Work to be completed: Report each line of the listing below that contains the word "wooden", copying every such line in full.

Point annotation listing:
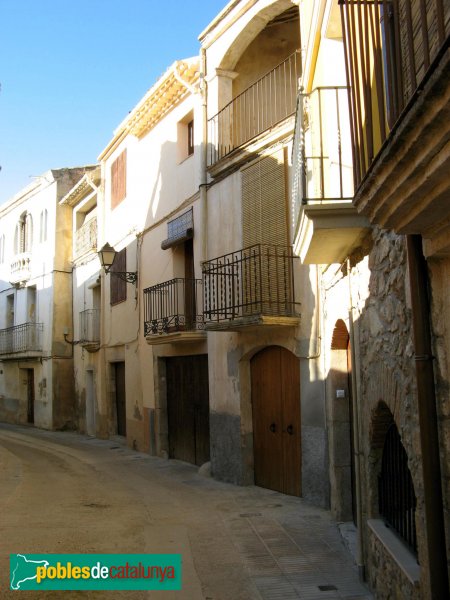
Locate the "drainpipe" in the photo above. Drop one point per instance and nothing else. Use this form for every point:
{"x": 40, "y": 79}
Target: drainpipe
{"x": 428, "y": 424}
{"x": 359, "y": 521}
{"x": 203, "y": 157}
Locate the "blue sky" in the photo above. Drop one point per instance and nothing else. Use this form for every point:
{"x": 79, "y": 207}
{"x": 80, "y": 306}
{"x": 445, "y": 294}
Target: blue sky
{"x": 71, "y": 70}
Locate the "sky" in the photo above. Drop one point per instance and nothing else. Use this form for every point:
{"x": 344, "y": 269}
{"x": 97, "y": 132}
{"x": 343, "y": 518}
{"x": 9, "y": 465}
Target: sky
{"x": 71, "y": 70}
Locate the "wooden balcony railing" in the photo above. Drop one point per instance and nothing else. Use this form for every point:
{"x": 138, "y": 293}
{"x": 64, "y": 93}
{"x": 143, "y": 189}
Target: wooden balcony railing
{"x": 391, "y": 47}
{"x": 267, "y": 102}
{"x": 174, "y": 305}
{"x": 255, "y": 281}
{"x": 26, "y": 337}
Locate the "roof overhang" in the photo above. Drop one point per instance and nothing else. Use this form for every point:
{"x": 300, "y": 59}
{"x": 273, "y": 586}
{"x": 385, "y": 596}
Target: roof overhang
{"x": 177, "y": 82}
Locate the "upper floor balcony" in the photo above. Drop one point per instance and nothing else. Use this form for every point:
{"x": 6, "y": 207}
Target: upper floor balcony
{"x": 20, "y": 268}
{"x": 90, "y": 329}
{"x": 327, "y": 226}
{"x": 173, "y": 311}
{"x": 250, "y": 287}
{"x": 266, "y": 103}
{"x": 21, "y": 340}
{"x": 400, "y": 114}
{"x": 86, "y": 238}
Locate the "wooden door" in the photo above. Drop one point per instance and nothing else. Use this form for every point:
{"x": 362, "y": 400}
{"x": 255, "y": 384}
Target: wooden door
{"x": 121, "y": 414}
{"x": 188, "y": 408}
{"x": 275, "y": 378}
{"x": 30, "y": 395}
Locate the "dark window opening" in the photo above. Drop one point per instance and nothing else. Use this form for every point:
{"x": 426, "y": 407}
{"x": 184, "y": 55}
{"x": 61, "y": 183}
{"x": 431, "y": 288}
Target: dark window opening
{"x": 190, "y": 137}
{"x": 396, "y": 497}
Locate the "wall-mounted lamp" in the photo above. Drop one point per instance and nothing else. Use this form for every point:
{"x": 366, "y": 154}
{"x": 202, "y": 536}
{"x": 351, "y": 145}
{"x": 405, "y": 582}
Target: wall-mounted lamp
{"x": 107, "y": 256}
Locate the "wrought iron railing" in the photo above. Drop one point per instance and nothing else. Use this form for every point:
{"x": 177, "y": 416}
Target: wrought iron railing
{"x": 26, "y": 337}
{"x": 86, "y": 237}
{"x": 391, "y": 47}
{"x": 257, "y": 280}
{"x": 267, "y": 102}
{"x": 90, "y": 326}
{"x": 396, "y": 497}
{"x": 174, "y": 305}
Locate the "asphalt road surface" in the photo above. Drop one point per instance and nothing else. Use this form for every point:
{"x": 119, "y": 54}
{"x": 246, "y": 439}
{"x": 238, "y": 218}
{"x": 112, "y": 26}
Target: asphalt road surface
{"x": 66, "y": 493}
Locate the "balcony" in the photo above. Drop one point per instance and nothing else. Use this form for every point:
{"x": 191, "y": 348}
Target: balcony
{"x": 23, "y": 340}
{"x": 20, "y": 268}
{"x": 327, "y": 226}
{"x": 266, "y": 103}
{"x": 173, "y": 311}
{"x": 90, "y": 329}
{"x": 86, "y": 238}
{"x": 401, "y": 119}
{"x": 252, "y": 287}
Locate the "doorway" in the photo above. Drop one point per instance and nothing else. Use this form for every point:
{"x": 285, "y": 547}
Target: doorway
{"x": 275, "y": 381}
{"x": 120, "y": 397}
{"x": 188, "y": 408}
{"x": 90, "y": 403}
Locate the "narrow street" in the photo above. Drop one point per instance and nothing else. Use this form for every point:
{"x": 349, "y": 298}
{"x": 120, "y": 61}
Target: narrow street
{"x": 68, "y": 493}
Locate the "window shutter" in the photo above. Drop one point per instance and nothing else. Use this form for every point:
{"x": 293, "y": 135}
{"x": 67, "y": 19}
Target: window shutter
{"x": 119, "y": 179}
{"x": 264, "y": 214}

Correct result:
Locate the "wooden balcony railing" in the photo above. Drop one point per instance and nothing else. Use this form for every point:
Target: wooden balcony railing
Locate the "wooden door" in the photo above. Drop one point per instance and nothing else. Use this form for every point:
Target: wooden door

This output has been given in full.